Start of EXCERPTED PASSAGE
Not knowing where you're talking about it's difficult to answer the question. I've cycled for the last 5 months from Alasks to central Mexico & what I ate in North America is quite different to what I eat here in Mexico, based on the availability.
If you're interested in more, I have a diet section on my blog www.johnbensontravels.com/currenttrip_diet.html
I lost about 20lbs/10kg in the first month but my weight has stayed the same since. I basically think that what I'm eating is fine for what I'm doing, my diet couldn't sustain the weight I was carrying at the start - not scientific at all; but it's what the months on the road tell me. I've also had to take breaks every now & again to take on food - a few days or up to a week - because you just can't replace what you lose on a daily basis, or at least, I can't.
This is a topic that periodically gets discussed in some detail on the BikeForums.net and Phred.org touring forums (you can find links to these websites at the links page here http://www.warmshowers.org/content/links). You may want to search the archives on these 2 websites for some ideas.
End of EXCERPTED PASSAGE
Start of RECORDS SHOWN
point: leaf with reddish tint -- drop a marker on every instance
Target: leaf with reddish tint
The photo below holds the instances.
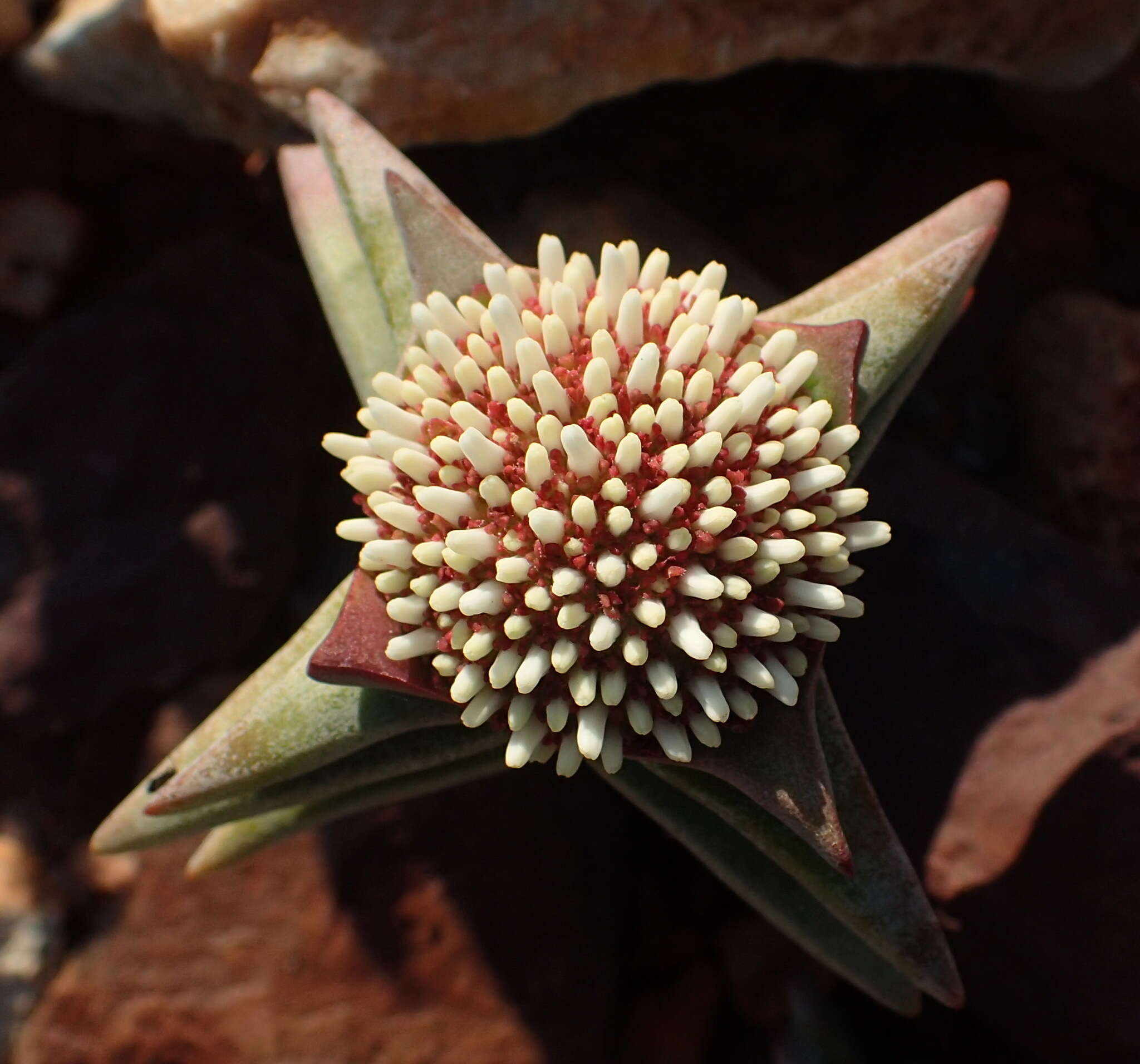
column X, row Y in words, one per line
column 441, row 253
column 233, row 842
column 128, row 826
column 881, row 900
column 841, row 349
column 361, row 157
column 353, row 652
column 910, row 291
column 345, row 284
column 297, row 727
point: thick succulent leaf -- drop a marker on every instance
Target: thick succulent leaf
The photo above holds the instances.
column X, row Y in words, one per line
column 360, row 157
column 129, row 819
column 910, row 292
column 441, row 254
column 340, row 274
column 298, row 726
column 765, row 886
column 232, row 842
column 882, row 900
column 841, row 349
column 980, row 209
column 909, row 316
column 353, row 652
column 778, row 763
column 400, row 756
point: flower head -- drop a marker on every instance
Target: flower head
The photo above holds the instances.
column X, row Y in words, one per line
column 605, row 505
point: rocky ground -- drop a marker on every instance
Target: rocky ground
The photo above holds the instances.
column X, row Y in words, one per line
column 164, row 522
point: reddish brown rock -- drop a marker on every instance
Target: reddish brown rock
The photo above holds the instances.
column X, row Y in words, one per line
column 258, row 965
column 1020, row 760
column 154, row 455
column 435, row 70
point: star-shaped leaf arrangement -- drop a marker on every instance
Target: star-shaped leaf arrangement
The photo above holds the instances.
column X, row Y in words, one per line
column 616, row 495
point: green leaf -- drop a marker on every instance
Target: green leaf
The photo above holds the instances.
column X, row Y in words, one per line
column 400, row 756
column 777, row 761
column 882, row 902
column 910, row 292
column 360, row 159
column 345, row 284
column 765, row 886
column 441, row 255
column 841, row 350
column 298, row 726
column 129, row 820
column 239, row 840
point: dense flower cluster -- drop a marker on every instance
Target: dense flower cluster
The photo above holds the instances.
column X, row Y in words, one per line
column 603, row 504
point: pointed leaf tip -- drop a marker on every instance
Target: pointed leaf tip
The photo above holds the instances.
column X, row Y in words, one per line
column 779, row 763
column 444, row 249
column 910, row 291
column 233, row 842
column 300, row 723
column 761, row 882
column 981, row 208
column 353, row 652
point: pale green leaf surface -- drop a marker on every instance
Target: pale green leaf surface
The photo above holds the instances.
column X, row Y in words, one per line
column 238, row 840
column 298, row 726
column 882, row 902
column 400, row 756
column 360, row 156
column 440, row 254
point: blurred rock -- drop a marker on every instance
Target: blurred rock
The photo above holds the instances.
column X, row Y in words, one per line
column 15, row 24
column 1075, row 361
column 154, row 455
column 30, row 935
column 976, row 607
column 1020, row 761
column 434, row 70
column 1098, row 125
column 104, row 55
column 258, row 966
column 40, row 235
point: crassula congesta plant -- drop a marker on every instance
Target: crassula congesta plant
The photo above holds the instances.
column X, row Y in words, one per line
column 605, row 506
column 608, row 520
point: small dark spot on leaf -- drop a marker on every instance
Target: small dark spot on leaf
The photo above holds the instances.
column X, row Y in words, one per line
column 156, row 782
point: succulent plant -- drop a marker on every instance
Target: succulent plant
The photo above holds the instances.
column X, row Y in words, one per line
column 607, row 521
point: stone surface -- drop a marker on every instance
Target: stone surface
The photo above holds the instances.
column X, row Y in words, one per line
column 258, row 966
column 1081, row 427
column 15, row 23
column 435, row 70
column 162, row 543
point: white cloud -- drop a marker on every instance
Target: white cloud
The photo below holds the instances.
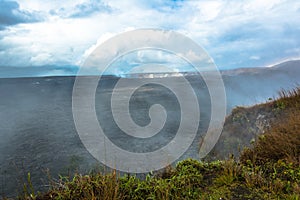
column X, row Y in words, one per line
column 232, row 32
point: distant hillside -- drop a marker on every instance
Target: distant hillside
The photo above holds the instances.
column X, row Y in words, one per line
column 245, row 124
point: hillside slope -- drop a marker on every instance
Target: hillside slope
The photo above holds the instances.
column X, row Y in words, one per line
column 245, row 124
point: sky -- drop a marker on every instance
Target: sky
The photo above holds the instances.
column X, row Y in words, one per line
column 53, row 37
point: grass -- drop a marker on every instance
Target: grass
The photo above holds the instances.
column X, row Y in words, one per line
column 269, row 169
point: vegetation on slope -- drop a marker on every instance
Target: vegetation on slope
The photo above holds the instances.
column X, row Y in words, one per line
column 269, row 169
End of RECORDS SHOWN
Transcribe the post about eating on a long cycling trip word for word, starting at "If you're interested" and ending at "for some ideas.".

**TASK ANSWER:**
If you're interested in more, I have a diet section on my blog www.johnbensontravels.com/currenttrip_diet.html
I lost about 20lbs/10kg in the first month but my weight has stayed the same since. I basically think that what I'm eating is fine for what I'm doing, my diet couldn't sustain the weight I was carrying at the start - not scientific at all; but it's what the months on the road tell me. I've also had to take breaks every now & again to take on food - a few days or up to a week - because you just can't replace what you lose on a daily basis, or at least, I can't.
This is a topic that periodically gets discussed in some detail on the BikeForums.net and Phred.org touring forums (you can find links to these websites at the links page here http://www.warmshowers.org/content/links). You may want to search the archives on these 2 websites for some ideas.